● DO THIS:
Rewrite the rows below, switching each "spot" to "locate" and keeping everything else the same.

● RECORDED INFORMATION:
_ _ _ _
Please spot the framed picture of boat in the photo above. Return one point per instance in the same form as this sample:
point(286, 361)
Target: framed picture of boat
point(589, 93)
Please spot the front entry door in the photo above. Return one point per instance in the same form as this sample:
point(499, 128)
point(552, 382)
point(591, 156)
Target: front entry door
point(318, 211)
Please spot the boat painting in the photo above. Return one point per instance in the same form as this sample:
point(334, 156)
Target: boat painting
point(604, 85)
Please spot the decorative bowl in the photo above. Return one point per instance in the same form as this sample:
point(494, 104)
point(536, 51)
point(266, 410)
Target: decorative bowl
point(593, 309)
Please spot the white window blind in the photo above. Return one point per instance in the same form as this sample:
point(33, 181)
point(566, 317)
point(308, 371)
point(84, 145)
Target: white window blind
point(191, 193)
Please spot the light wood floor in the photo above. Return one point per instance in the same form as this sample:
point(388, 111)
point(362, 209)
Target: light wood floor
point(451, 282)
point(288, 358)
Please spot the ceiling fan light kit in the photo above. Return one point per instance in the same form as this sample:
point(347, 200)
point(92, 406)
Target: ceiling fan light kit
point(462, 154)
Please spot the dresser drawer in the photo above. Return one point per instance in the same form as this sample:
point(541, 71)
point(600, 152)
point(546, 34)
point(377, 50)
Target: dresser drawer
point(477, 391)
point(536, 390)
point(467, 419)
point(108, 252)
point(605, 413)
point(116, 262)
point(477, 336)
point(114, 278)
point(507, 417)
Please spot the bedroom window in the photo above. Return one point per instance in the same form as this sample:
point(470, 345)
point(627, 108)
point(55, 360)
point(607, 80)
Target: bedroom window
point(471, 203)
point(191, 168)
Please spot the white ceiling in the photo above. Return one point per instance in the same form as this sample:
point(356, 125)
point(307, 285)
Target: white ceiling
_ _ _ _
● TASK SOLUTION:
Please locate the framed picture of boat in the photo above. Return one point per instance in the same form as this sample:
point(286, 361)
Target: framed picture of boat
point(589, 93)
Please locate the front entry door in the photo above. Return one point per instance in the same form as this sample:
point(499, 128)
point(552, 382)
point(591, 156)
Target: front entry door
point(318, 211)
Please locate the boat painting in the photo above. Return one point per instance in the same form as this sample:
point(334, 156)
Target: boat painting
point(604, 85)
Please locate the decorative bowl in the photo above. Return one point per instance in the same form as this sample:
point(494, 104)
point(536, 51)
point(266, 410)
Target: decorative bowl
point(593, 309)
Please locate the white window blind in the photo above. Return one point per instance in the same form as this sample:
point(33, 181)
point(566, 317)
point(308, 371)
point(84, 145)
Target: white window blind
point(191, 193)
Please locate the light wood floor in the photo above. Return one point per instance in the same form as this sample:
point(388, 111)
point(362, 209)
Target: light wood floor
point(451, 282)
point(288, 358)
Please locate the ceiling fan light kit in the photo above. Return one point per instance in the same form as this sample:
point(347, 200)
point(92, 406)
Target: ceiling fan light kit
point(462, 154)
Please locate the dresser drawer in the photo above. Return one point per instance in the same form as this sample:
point(541, 71)
point(600, 152)
point(546, 34)
point(377, 50)
Target: dresser drawer
point(477, 391)
point(536, 390)
point(467, 419)
point(108, 252)
point(605, 413)
point(116, 262)
point(477, 336)
point(114, 278)
point(507, 417)
Please locate the bedroom window in the photo above. Return one point per instance in the same form as this sample:
point(470, 345)
point(627, 108)
point(55, 360)
point(607, 80)
Target: bedroom window
point(471, 203)
point(191, 168)
Please locate the white ceiling in the photo above. Return one point per instance in the same form as this sample:
point(356, 125)
point(307, 285)
Target: white ceiling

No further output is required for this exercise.